• _THE PROBLEM_: Find each line of the entries with the string "below", please, and copy it.

::: INFORMATION

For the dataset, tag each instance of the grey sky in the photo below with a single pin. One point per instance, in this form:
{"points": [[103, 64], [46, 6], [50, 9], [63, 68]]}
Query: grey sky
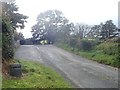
{"points": [[81, 11]]}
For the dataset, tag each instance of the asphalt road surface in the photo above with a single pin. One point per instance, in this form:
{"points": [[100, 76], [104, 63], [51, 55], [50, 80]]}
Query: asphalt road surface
{"points": [[80, 72]]}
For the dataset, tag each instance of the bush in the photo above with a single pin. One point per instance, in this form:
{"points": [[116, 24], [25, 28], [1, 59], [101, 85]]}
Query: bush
{"points": [[7, 41], [87, 45], [108, 48]]}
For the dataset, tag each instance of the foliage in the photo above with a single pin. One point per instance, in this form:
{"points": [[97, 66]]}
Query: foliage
{"points": [[7, 40], [10, 21], [18, 36], [108, 29], [87, 44], [0, 40], [10, 10], [109, 48], [51, 25], [35, 75]]}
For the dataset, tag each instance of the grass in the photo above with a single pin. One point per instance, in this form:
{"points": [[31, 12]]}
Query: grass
{"points": [[35, 75], [96, 54]]}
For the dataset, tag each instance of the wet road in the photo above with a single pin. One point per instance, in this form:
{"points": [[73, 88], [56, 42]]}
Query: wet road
{"points": [[79, 71]]}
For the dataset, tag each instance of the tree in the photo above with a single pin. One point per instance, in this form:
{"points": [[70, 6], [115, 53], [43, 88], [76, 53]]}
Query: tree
{"points": [[18, 36], [10, 21], [108, 29], [48, 25], [10, 10]]}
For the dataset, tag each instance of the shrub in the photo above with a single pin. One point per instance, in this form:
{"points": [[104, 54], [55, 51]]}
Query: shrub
{"points": [[7, 40], [87, 45]]}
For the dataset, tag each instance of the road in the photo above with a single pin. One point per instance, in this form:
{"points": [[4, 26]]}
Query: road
{"points": [[80, 72]]}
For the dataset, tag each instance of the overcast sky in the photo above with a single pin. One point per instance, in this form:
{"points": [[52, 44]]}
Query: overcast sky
{"points": [[82, 11]]}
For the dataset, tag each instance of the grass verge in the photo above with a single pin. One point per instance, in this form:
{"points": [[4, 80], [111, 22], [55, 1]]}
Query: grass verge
{"points": [[35, 75]]}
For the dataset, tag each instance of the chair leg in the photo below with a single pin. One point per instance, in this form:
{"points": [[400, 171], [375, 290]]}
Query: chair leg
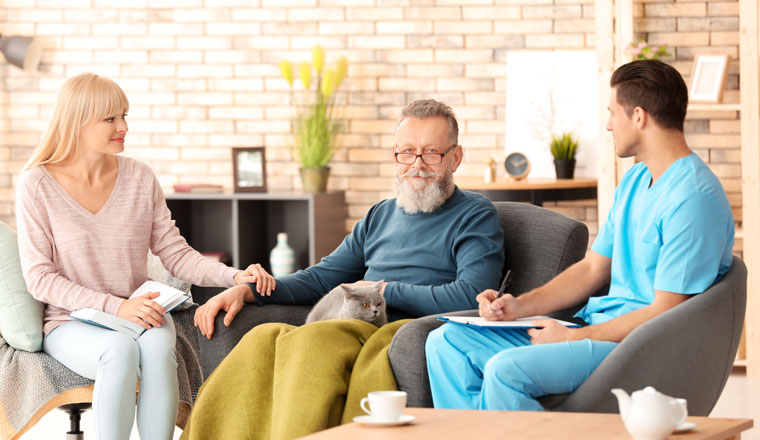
{"points": [[75, 410]]}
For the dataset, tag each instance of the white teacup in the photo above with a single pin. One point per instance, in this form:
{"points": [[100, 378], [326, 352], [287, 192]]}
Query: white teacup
{"points": [[385, 406]]}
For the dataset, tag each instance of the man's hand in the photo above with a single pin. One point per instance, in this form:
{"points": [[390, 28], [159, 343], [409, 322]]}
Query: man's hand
{"points": [[550, 332], [506, 308], [254, 273], [368, 283], [231, 301], [142, 310]]}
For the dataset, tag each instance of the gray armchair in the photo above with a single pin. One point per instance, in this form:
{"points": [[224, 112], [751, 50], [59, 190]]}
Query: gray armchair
{"points": [[539, 244], [667, 352]]}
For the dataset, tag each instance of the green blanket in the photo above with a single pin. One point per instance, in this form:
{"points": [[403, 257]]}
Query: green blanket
{"points": [[282, 382]]}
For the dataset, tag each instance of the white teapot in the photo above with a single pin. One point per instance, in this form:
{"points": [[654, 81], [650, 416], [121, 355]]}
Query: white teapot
{"points": [[649, 414]]}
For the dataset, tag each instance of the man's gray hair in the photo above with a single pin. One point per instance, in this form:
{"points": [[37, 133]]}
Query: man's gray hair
{"points": [[427, 108]]}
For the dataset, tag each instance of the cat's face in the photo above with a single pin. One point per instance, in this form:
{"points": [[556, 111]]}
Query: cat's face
{"points": [[365, 303]]}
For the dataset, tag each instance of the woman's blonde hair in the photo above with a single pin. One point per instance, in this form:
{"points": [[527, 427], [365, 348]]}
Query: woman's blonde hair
{"points": [[83, 98]]}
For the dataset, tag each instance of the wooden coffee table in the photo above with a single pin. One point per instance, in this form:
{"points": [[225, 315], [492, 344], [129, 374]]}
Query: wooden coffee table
{"points": [[482, 425]]}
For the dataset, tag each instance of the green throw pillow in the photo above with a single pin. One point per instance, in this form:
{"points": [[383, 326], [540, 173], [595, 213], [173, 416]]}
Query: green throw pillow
{"points": [[20, 314]]}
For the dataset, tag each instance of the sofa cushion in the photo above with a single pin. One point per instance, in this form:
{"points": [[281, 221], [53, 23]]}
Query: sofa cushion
{"points": [[20, 314]]}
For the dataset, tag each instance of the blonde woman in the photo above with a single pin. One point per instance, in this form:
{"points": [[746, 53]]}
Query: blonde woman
{"points": [[86, 220]]}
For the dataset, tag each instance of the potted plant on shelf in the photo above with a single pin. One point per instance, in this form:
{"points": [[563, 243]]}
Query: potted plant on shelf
{"points": [[563, 148], [315, 130]]}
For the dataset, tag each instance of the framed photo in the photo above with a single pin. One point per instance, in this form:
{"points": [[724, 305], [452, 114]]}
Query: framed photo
{"points": [[249, 169], [708, 78]]}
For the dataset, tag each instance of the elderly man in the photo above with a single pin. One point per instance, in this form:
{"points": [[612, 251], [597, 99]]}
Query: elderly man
{"points": [[434, 246]]}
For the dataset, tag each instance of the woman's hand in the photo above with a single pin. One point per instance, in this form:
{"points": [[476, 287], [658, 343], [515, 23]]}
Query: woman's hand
{"points": [[143, 310], [265, 283]]}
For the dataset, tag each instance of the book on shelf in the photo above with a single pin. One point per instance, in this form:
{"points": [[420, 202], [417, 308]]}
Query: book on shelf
{"points": [[522, 323], [219, 256], [169, 298], [198, 188]]}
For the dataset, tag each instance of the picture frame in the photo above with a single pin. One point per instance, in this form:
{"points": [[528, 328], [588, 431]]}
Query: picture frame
{"points": [[249, 169], [708, 78]]}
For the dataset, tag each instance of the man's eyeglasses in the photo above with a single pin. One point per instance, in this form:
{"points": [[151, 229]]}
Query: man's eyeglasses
{"points": [[427, 158]]}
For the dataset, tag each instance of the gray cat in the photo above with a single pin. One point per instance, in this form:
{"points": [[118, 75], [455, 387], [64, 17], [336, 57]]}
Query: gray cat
{"points": [[357, 302]]}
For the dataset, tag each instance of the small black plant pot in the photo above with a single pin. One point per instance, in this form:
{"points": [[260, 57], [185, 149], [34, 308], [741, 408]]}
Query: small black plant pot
{"points": [[565, 168]]}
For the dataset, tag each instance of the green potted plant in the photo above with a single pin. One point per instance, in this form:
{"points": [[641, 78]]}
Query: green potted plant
{"points": [[315, 130], [563, 148]]}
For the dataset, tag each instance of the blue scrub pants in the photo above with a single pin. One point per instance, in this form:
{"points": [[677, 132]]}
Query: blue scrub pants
{"points": [[480, 368], [115, 361]]}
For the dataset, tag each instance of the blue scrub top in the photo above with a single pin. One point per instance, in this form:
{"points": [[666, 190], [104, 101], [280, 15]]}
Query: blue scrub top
{"points": [[675, 235]]}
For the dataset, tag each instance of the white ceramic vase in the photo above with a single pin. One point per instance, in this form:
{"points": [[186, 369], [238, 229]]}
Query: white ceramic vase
{"points": [[282, 259]]}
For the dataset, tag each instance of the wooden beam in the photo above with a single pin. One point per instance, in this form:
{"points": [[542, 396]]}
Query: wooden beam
{"points": [[750, 134], [606, 154]]}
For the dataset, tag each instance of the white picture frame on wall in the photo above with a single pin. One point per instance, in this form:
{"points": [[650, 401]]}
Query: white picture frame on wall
{"points": [[708, 78]]}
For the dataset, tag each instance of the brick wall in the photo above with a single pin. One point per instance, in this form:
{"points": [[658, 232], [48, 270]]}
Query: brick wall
{"points": [[202, 75]]}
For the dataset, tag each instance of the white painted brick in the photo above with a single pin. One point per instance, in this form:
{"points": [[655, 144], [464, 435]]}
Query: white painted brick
{"points": [[523, 27], [151, 126], [204, 70], [204, 98], [260, 14], [463, 27], [491, 13], [176, 56], [434, 70], [150, 70], [434, 13], [343, 28], [404, 27], [437, 41], [464, 84], [175, 85], [204, 43], [202, 15], [237, 112], [179, 112], [174, 29], [384, 13], [261, 43], [121, 56], [147, 42], [58, 29], [463, 56], [90, 43], [316, 14], [262, 126], [231, 56], [324, 41], [100, 69], [377, 42], [35, 15], [233, 28], [248, 84], [268, 98], [67, 56], [555, 41], [189, 126]]}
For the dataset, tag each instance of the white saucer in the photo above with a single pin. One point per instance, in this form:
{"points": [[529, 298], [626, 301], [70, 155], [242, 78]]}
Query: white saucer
{"points": [[370, 421], [685, 426]]}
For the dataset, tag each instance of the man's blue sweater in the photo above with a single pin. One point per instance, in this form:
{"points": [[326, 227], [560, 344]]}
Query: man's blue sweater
{"points": [[433, 263]]}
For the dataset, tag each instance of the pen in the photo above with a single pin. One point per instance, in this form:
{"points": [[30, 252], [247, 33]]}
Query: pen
{"points": [[504, 284]]}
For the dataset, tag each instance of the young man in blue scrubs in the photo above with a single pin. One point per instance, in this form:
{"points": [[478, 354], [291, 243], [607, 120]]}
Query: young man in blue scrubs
{"points": [[668, 236]]}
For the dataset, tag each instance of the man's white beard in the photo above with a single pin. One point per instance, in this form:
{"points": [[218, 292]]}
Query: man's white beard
{"points": [[413, 198]]}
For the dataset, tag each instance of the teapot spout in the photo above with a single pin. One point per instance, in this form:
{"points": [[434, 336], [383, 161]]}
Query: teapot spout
{"points": [[624, 401]]}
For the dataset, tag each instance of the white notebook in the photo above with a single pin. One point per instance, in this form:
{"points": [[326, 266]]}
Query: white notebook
{"points": [[477, 321], [169, 298]]}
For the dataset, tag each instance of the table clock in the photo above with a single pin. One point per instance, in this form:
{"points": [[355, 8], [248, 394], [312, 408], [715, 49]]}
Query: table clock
{"points": [[517, 165]]}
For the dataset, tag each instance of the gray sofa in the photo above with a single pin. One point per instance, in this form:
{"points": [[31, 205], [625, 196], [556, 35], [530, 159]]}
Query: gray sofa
{"points": [[539, 244]]}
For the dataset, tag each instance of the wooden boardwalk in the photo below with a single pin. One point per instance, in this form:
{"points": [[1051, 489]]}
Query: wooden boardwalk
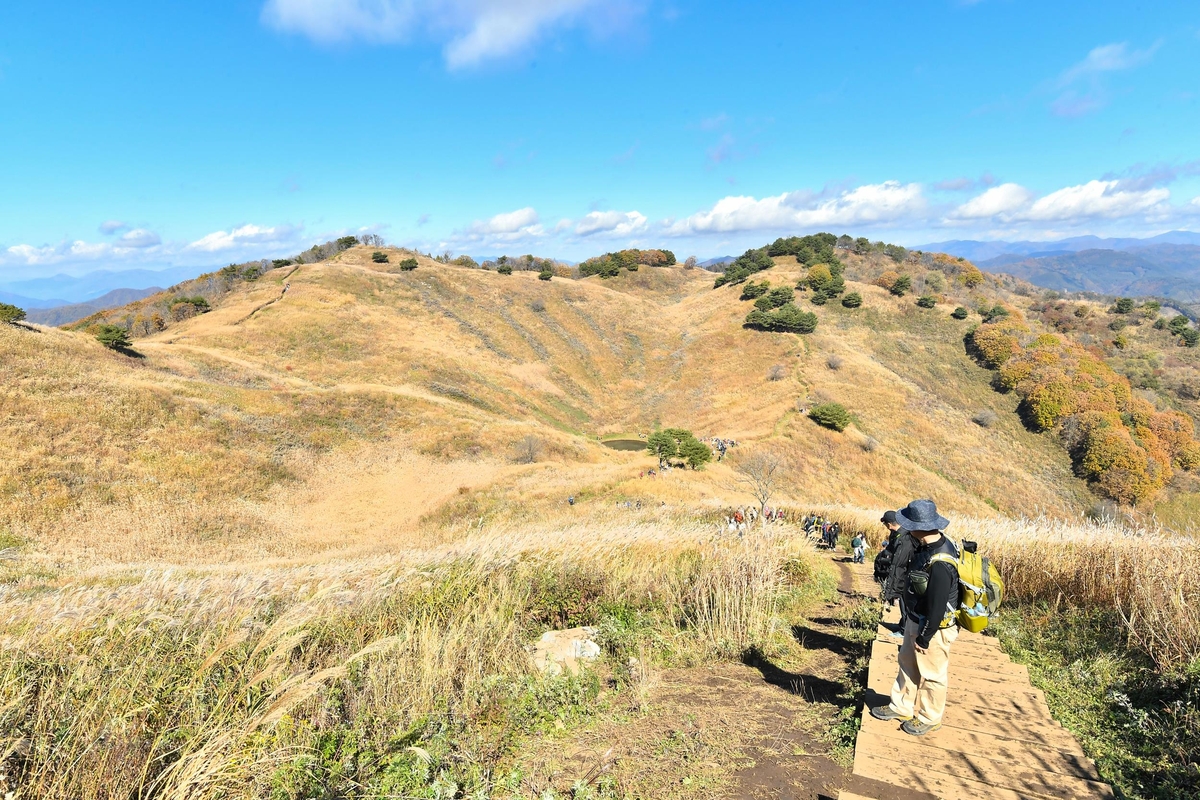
{"points": [[997, 739]]}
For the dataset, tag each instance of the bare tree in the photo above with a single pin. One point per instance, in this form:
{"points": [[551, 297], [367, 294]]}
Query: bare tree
{"points": [[528, 450], [761, 473]]}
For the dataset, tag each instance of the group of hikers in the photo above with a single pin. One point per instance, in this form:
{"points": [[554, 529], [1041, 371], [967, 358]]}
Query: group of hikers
{"points": [[939, 589], [739, 519], [721, 446], [828, 530]]}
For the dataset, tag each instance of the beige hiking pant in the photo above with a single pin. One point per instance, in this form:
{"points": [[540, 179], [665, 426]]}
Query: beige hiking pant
{"points": [[921, 685]]}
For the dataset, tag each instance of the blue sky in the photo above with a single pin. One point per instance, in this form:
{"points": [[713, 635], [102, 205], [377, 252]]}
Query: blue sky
{"points": [[149, 134]]}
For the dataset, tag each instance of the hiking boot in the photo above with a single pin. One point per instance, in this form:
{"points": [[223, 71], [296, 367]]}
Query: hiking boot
{"points": [[915, 728], [886, 714]]}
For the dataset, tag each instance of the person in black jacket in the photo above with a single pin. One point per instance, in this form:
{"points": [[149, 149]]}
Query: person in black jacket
{"points": [[931, 596]]}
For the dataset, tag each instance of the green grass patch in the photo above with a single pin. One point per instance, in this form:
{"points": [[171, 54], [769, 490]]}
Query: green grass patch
{"points": [[1140, 726]]}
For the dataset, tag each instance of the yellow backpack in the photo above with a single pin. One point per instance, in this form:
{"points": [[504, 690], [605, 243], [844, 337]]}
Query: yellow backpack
{"points": [[981, 588]]}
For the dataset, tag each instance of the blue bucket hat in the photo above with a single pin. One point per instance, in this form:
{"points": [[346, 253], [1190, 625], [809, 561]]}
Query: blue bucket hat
{"points": [[921, 516]]}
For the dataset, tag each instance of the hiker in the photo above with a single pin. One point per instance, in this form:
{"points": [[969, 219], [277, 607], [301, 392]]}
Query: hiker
{"points": [[893, 565], [931, 597], [859, 546]]}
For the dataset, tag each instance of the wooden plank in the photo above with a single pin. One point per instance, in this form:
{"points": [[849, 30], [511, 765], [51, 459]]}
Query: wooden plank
{"points": [[955, 720], [933, 779], [1030, 763], [985, 745], [997, 740]]}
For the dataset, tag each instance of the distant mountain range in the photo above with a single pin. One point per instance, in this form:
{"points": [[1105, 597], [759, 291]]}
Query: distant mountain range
{"points": [[69, 313], [63, 289], [1167, 265]]}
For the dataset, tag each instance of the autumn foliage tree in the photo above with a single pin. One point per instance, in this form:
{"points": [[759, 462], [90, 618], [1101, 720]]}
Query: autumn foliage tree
{"points": [[1119, 441]]}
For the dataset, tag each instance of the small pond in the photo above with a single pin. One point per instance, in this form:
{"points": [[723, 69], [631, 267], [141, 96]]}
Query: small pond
{"points": [[624, 444]]}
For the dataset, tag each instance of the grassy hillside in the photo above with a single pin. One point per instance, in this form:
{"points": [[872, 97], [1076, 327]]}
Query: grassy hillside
{"points": [[295, 545], [226, 417]]}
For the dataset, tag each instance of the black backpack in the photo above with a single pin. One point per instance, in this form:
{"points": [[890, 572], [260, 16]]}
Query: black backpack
{"points": [[882, 565]]}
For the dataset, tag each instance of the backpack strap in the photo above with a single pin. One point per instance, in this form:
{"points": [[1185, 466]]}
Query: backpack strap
{"points": [[989, 587]]}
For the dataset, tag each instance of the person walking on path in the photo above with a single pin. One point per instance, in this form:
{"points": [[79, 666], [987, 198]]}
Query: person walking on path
{"points": [[918, 697], [894, 565], [859, 546]]}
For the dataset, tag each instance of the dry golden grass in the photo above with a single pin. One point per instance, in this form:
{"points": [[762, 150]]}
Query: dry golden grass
{"points": [[211, 684], [360, 383]]}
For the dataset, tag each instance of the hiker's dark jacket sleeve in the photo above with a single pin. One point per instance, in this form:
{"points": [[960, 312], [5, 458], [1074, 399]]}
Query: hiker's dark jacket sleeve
{"points": [[942, 579]]}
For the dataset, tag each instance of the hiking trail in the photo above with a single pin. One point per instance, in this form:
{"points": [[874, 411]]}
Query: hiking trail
{"points": [[997, 739]]}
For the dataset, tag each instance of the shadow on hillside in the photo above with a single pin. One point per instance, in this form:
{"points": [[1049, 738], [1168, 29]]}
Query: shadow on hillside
{"points": [[811, 687], [816, 639]]}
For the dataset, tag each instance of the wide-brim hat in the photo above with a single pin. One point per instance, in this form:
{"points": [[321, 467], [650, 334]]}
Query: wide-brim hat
{"points": [[921, 515]]}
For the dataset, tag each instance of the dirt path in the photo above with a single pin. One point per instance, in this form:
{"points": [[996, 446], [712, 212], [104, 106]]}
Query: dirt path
{"points": [[751, 731], [797, 762]]}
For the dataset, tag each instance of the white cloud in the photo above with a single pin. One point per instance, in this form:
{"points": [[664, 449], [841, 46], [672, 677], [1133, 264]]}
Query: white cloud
{"points": [[501, 28], [1107, 58], [996, 202], [507, 223], [865, 205], [221, 240], [478, 30], [1104, 199], [139, 238], [954, 185], [503, 228], [81, 251], [612, 223]]}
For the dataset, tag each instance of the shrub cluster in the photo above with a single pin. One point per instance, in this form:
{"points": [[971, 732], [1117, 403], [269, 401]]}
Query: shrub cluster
{"points": [[774, 299], [785, 319], [11, 313], [831, 415], [996, 343], [816, 248], [1119, 441], [114, 337], [959, 269], [527, 263], [678, 443], [610, 264], [743, 266], [753, 290], [826, 281], [863, 246]]}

::::::

• _REPLY TO THE EXERCISE_:
For the dataset, tag each instance of the grey sky in the photo below with a single pin. One point per instance, in this form:
For the dataset, tag each instance of the chair leg in the photo below with a single pin. One point per instance, in this form:
For the dataset, tag each instance of the wooden boardwalk in the photo below with a single pin. One point per instance, in this form:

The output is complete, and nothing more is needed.